Task instructions:
Lay out the lines of the listing from the one containing "# segment the white protest sign" through the one containing "119], [169, 115]]" as a numbered list, leaving out blank lines. Include only those lines.

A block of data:
● ● ● ● ●

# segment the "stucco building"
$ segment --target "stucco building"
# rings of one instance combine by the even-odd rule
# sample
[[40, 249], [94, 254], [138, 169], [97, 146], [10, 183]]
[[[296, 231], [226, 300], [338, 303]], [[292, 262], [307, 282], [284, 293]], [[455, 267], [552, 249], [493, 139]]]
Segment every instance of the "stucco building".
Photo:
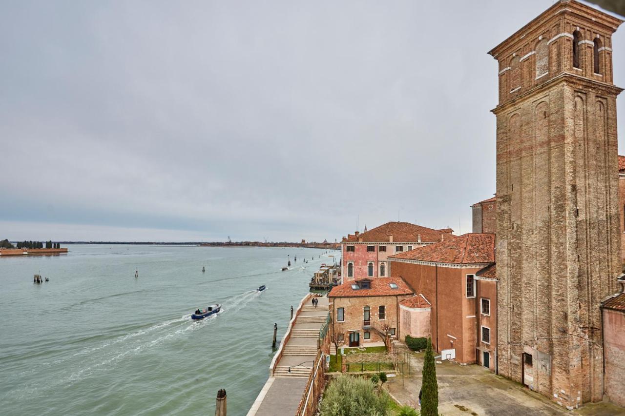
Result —
[[341, 242], [343, 281], [388, 277], [388, 256], [453, 239], [452, 232], [451, 228], [435, 230], [391, 221], [362, 233], [349, 234]]
[[436, 352], [454, 350], [456, 361], [493, 371], [494, 244], [494, 234], [470, 233], [389, 257], [392, 277], [405, 280], [430, 304], [430, 333], [423, 336], [431, 337]]
[[603, 397], [599, 306], [621, 259], [611, 49], [621, 22], [561, 0], [489, 52], [498, 370], [568, 409]]
[[401, 337], [398, 316], [401, 301], [414, 296], [401, 279], [367, 277], [346, 282], [328, 294], [332, 333], [347, 347], [384, 340], [384, 334]]

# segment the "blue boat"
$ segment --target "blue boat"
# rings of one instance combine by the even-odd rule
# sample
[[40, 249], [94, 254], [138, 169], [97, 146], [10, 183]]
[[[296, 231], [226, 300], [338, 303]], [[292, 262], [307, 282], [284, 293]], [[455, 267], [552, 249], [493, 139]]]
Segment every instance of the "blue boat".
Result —
[[191, 315], [191, 319], [204, 319], [206, 317], [211, 316], [213, 314], [216, 314], [221, 310], [221, 305], [211, 305], [206, 309], [200, 310], [198, 309], [195, 313]]

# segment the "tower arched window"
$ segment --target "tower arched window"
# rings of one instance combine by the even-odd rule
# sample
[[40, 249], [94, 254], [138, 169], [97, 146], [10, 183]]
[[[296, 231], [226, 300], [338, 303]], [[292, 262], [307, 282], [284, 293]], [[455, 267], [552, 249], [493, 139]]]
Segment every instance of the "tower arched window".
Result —
[[594, 39], [594, 46], [592, 47], [592, 61], [594, 64], [594, 73], [601, 73], [601, 66], [599, 60], [599, 50], [601, 48], [601, 41], [598, 38]]
[[573, 67], [579, 67], [579, 38], [581, 37], [578, 31], [573, 32]]

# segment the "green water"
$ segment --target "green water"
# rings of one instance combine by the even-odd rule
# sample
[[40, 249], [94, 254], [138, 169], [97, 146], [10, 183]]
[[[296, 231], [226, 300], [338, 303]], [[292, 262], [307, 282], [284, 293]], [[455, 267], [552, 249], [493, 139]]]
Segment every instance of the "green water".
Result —
[[[274, 322], [279, 339], [333, 261], [312, 249], [69, 248], [0, 257], [0, 414], [211, 415], [225, 389], [228, 415], [244, 415], [267, 380]], [[282, 272], [288, 255], [298, 262]], [[221, 312], [191, 321], [215, 303]]]

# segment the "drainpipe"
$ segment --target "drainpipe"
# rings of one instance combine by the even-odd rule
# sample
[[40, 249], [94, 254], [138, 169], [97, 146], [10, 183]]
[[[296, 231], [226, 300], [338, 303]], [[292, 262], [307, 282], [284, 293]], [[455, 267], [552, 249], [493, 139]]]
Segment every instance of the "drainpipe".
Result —
[[434, 264], [436, 270], [436, 352], [439, 352], [441, 349], [438, 347], [438, 264]]

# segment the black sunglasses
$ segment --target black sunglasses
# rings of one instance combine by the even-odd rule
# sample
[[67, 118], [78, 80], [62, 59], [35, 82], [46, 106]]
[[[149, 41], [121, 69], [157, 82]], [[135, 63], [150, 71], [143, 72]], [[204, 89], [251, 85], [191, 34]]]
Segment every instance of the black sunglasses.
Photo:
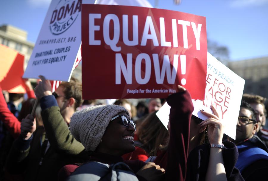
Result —
[[[251, 123], [256, 123], [256, 120], [250, 119], [247, 117], [244, 117], [242, 116], [238, 117], [238, 120], [239, 121], [239, 122], [243, 124], [250, 124]], [[252, 122], [250, 122], [250, 121]]]
[[135, 124], [135, 123], [134, 122], [134, 121], [132, 120], [128, 119], [127, 117], [124, 115], [117, 115], [117, 116], [112, 117], [111, 120], [112, 121], [119, 117], [121, 118], [121, 120], [122, 120], [122, 122], [123, 122], [123, 123], [124, 125], [128, 127], [129, 125], [130, 124], [135, 129], [134, 131], [136, 131], [136, 124]]

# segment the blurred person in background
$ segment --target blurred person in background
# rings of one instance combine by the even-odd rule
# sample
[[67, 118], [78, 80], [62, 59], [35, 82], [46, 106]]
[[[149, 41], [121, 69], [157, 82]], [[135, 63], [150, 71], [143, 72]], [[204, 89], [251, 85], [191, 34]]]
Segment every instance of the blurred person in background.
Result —
[[23, 173], [25, 180], [56, 180], [62, 167], [88, 157], [68, 128], [71, 115], [82, 102], [82, 85], [63, 82], [52, 94], [49, 81], [40, 78], [35, 93], [44, 126], [37, 128], [30, 115], [22, 120], [21, 135], [13, 144], [7, 168], [11, 173]]
[[168, 142], [169, 133], [155, 115], [157, 111], [146, 117], [138, 127], [134, 137], [135, 151], [124, 155], [126, 160], [139, 160], [145, 161], [150, 156], [156, 156], [159, 149]]
[[268, 178], [268, 149], [255, 134], [258, 124], [254, 109], [244, 101], [241, 102], [236, 124], [236, 139], [228, 139], [238, 149], [236, 165], [245, 180], [263, 180]]
[[125, 108], [128, 111], [130, 117], [131, 119], [132, 117], [132, 109], [131, 104], [129, 101], [124, 99], [118, 99], [113, 104], [120, 106]]
[[148, 110], [149, 113], [151, 113], [155, 111], [158, 111], [161, 107], [161, 100], [160, 99], [156, 98], [151, 99], [148, 103]]
[[244, 94], [242, 100], [249, 103], [254, 109], [256, 120], [258, 125], [256, 134], [268, 147], [268, 138], [265, 135], [267, 134], [267, 130], [263, 130], [263, 126], [266, 123], [267, 112], [264, 106], [266, 99], [257, 95]]
[[143, 117], [148, 113], [148, 108], [144, 101], [140, 101], [138, 103], [136, 108], [137, 109], [137, 117], [138, 118]]

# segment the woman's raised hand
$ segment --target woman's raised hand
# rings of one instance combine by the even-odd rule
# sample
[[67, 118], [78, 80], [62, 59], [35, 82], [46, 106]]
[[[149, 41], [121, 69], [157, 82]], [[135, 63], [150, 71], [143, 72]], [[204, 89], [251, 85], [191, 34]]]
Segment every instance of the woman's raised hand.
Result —
[[216, 109], [211, 105], [211, 108], [214, 114], [202, 110], [201, 112], [209, 117], [199, 124], [201, 132], [208, 126], [208, 136], [210, 144], [221, 144], [223, 136], [223, 125], [219, 118], [219, 114]]

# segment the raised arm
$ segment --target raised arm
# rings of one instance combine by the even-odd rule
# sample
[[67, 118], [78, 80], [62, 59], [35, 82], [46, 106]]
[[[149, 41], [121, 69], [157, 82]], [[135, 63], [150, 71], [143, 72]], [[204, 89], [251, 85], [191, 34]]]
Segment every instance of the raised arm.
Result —
[[[210, 144], [221, 145], [223, 136], [223, 126], [216, 109], [212, 105], [211, 107], [215, 115], [201, 111], [202, 113], [210, 118], [202, 121], [200, 125], [204, 129], [208, 126], [208, 136]], [[220, 148], [211, 147], [210, 148], [206, 180], [227, 180], [224, 165], [222, 150]]]
[[0, 120], [15, 139], [21, 133], [21, 122], [8, 109], [1, 87], [0, 92]]
[[155, 162], [165, 169], [166, 180], [184, 180], [186, 175], [190, 124], [194, 107], [190, 94], [185, 88], [178, 86], [177, 92], [166, 99], [171, 107], [167, 150]]
[[42, 82], [39, 83], [35, 92], [40, 100], [44, 126], [50, 144], [56, 151], [61, 153], [73, 155], [83, 153], [84, 146], [71, 134], [57, 101], [52, 95], [50, 82], [43, 76], [40, 78]]

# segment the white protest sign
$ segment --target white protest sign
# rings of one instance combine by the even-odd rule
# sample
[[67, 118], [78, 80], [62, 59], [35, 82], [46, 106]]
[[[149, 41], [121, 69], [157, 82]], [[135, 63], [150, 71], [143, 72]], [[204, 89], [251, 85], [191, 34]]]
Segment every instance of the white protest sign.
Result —
[[[194, 107], [193, 115], [203, 120], [206, 119], [208, 117], [200, 111], [203, 109], [212, 113], [210, 106], [213, 105], [225, 125], [224, 132], [235, 139], [236, 122], [245, 80], [208, 52], [207, 71], [205, 99], [192, 100]], [[156, 115], [167, 129], [170, 108], [166, 103], [156, 113]]]
[[170, 111], [170, 106], [166, 102], [155, 114], [167, 129], [169, 119], [169, 115]]
[[204, 109], [213, 105], [225, 125], [224, 132], [235, 139], [245, 80], [208, 52], [207, 71], [205, 100], [194, 100], [201, 105], [195, 109]]
[[82, 0], [51, 1], [24, 78], [69, 80], [80, 51], [81, 7]]

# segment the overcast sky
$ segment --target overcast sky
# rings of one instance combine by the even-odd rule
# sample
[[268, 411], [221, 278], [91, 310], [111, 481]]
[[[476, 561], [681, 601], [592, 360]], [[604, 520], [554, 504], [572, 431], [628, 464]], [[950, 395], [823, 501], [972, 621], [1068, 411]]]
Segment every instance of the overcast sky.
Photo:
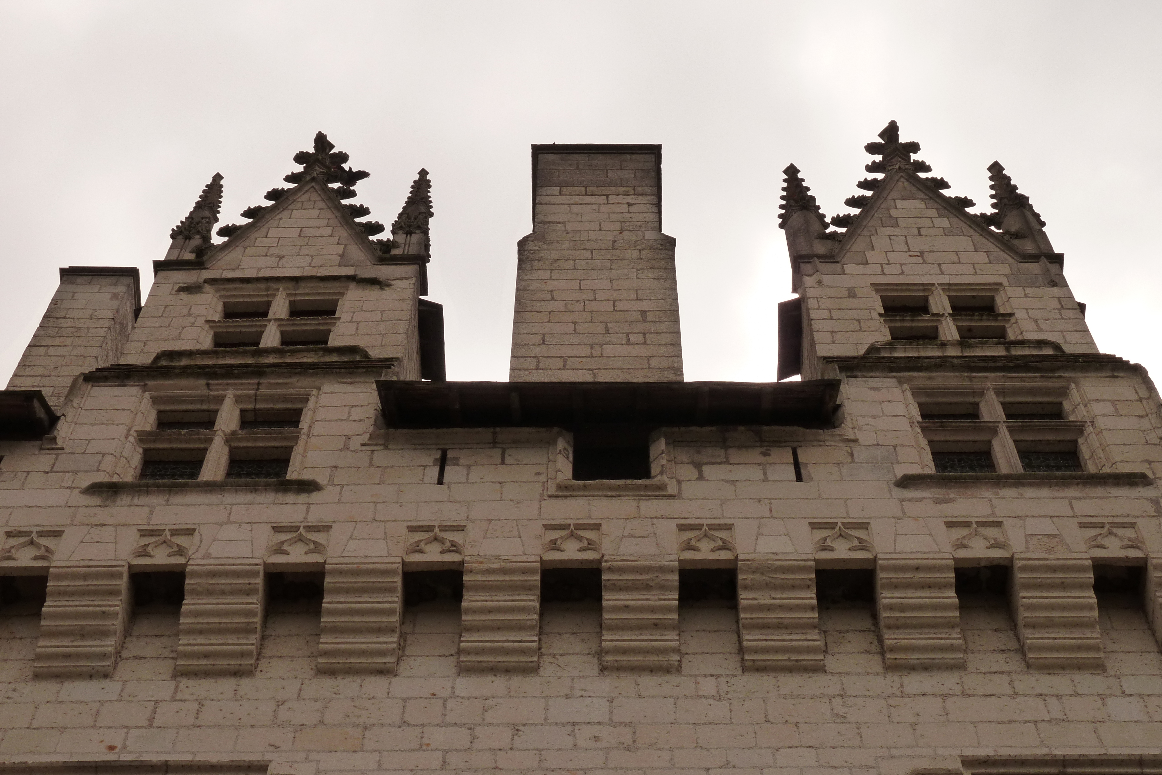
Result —
[[998, 159], [1098, 345], [1162, 372], [1162, 3], [0, 0], [0, 383], [57, 267], [134, 265], [215, 172], [222, 222], [329, 134], [389, 224], [431, 171], [449, 376], [508, 375], [531, 143], [661, 143], [688, 380], [774, 380], [794, 162], [848, 211], [890, 119], [951, 195]]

● ● ● ● ●

Result for this exercise:
1. # segment the white protest sign
2. $ segment --target white protest sign
3. # rings of one instance combine by the even-odd rule
4. # sample
5. [[67, 118], [78, 80], [62, 59], [35, 82], [46, 106]]
6. [[[149, 41], [121, 69], [157, 82]], [[135, 63], [150, 71], [143, 72]], [[204, 89], [251, 85], [191, 34]]]
7. Segment every instance of the white protest sign.
8. Result —
9. [[[194, 107], [193, 115], [203, 120], [206, 119], [208, 117], [200, 111], [203, 109], [212, 113], [210, 106], [213, 105], [225, 125], [224, 132], [235, 139], [236, 122], [245, 80], [208, 52], [207, 71], [205, 99], [192, 100]], [[156, 115], [167, 129], [170, 108], [166, 103], [156, 113]]]
10. [[170, 111], [170, 106], [166, 102], [155, 114], [167, 129], [169, 119], [169, 115]]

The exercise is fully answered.